# Given text:
+++
**Matrix factorization** is a class of collaborative filtering algorithms used in recommender systems. **Matrix factorization** approximates a given rating matrix as a product of two lower-rank matrices.
It decomposes a rating matrix R(nxm) into a product of two matrices W(nxd) and U(mxd).

\begin{equation*}
\mathbf{R}_{n \times m} \approx \mathbf{\hat{R}} = 
\mathbf{V}_{n \times k} \times \mathbf{V}_{m \times k}^T
\end{equation*}

**Additional NOTE**

If you are interested in learning or exploring more about importance of feature selection in machine learning, then refer to my below blog offering.

https://www.analyticsvidhya.com/blog/2020/10/a-comprehensive-guide-to-feature-selection-using-wrapper-methods-in-python/

### Notebook - Table of Content

1. [**Importing necessary libraries**](#1.-Importing-necessary-libraries)   
2. [**Loading the data into PySpark dataframes**](#2.-Loading-the-data-into-PySpark-dataframes) 
3. [**Basic data exploration**](#3.-Basic-data-exploration)  
    3.1 [**Total number of users, movies and ratings**](#3.1-Total-number-of-users,-movies-and-ratings)  
    3.2 [**Distribution of ratings**](#3.2-Distribution-of-ratings)  
    3.3 [**Ratings per user**](#3.3-Ratings-per-user)      
    3.4 [**Ratings per movie**](#3.4-Ratings-per-movie)  
4. [**Train-test split**](#4.-Train-test-split)  
5. [**ALS based recommendation**](#5.-ALS-based-recommendation)  
    5.1 [**Analysing the model**](#5.1-Analysing-the-model)     
    5.2 [**Evaluating the results**](#5.2-Evaluating-the-results)  
    5.3 [**Hyperparameter tuning**](#5.3-Hyperparameter-tuning)
6. [**Additional performance measures for Recommendation**](#6.-Additional-performance-measures-for-Recommendation)      
    6.1 [**Precision and Recall**](#6.1-Precision-and-Recall)    
7. [**Handling Cold Start problem**](#7.-Handling-Cold-Start-problem)        

### 1. Importing the necessary libraries

In [None]:
!pip install pyspark

In [None]:
from pyspark import SparkContext, SQLContext   # required for dealing with dataframes
from pyspark.sql.functions import isnan, count, col
from pyspark.ml.evaluation import RegressionEvaluator
import numpy as np
import pandas as pd
import matplotlib.pyplot as plt
import seaborn as sns
from pyspark.ml.recommendation import ALS      # for Matrix Factorization using ALS 

In [None]:
sc = SparkContext()      # instantiating spark context 
sqlContext = SQLContext(sc) # instantiating SQL context 

### 2. Loading the data into PySpark dataframes

In [None]:
jester_ratings_df = sqlContext.read.csv("/kaggle/input/jester-17m-jokes-ratings-dataset/jester_ratings.csv",header = True, inferSchema = True)
jester_items_df = sqlContext.read.csv("/kaggle/input/jester-17m-jokes-ratings-dataset/jester_items.csv",header = True, inferSchema = True)

In [None]:
print("Ratings dataset shape:", (jester_ratings_df.count(), len(jester_ratings_df.columns)))
jester_ratings_df.show(5)
+++
Object pointing dataset records

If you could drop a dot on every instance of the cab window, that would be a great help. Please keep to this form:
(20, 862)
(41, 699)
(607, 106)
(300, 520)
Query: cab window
+++
# What to do:
1. In the matrix factorization notebook, to which class of algorithms used in recommender systems does matrix factorization belong?
2. Extend the matrix factorization notebook, picking up after its final line.
The records above are separate material with no connection to the matrix factorization notebook.

# Answers for the exercise:
1. Collaborative filtering algorithms.

2.
In [None]:
df = pd.read_csv("/kaggle/input/jester-17m-jokes-ratings-dataset/jester_ratings.csv")

In [None]:
df2 = pd.read_csv("/kaggle/input/jester-17m-jokes-ratings-dataset/jester_items.csv")

In [None]:
df2["jokeId"].nunique()

In [None]:
df.dtypes

In [None]:
set(df2["jokeId"].unique().tolist()) - set(df["jokeId"].unique().tolist())

In [None]:
df[df["jokeId"].isin([1, 2, 3, 4, 6, 9, 10, 11, 12, 14])]

In [None]:
df["rating"].max()

In [None]:
jester_ratings_df.show(5)

### 3. Basic data exploration

#### 3.1 Total number of users, movies and ratings

In [None]:
print("Number of unique users: ", jester_ratings_df.select("userId").distinct().count())
print("Number of unique jokes: ", jester_ratings_df.select("jokeId").distinct().count())
print("Total number of ratings: ", jester_ratings_df.count())

#### 3.2 Distribution of ratings

In [None]:
fig, ax = plt.subplots(figsize=(12,8))
ax.set_title('Ratings distribution', fontsize=15)
sns.distplot(jester_ratings_df.toPandas()['rating'], kde=False, bins = 8,hist_kws=dict(edgecolor="k", linewidth=2))
ax.set_xlabel("ratings in interval")
ax.set_ylabel("Total number of ratings")

#### 3.3 Ratings per user

In [None]:
ratings_per_user = jester_ratings_df.groupby('userId').agg({"rating":"count"})
ratings_per_user.describe().show()

* Minimum number of ratings given by a user = **1**
* Maximum number of ratings given by a user = **140**
* Average ratings per user = **30**(after rounding)

#### 3.4 Ratings per joke

In [None]:
ratings_per_joke = jester_ratings_df.groupby('jokeId').agg({"rating":"count"})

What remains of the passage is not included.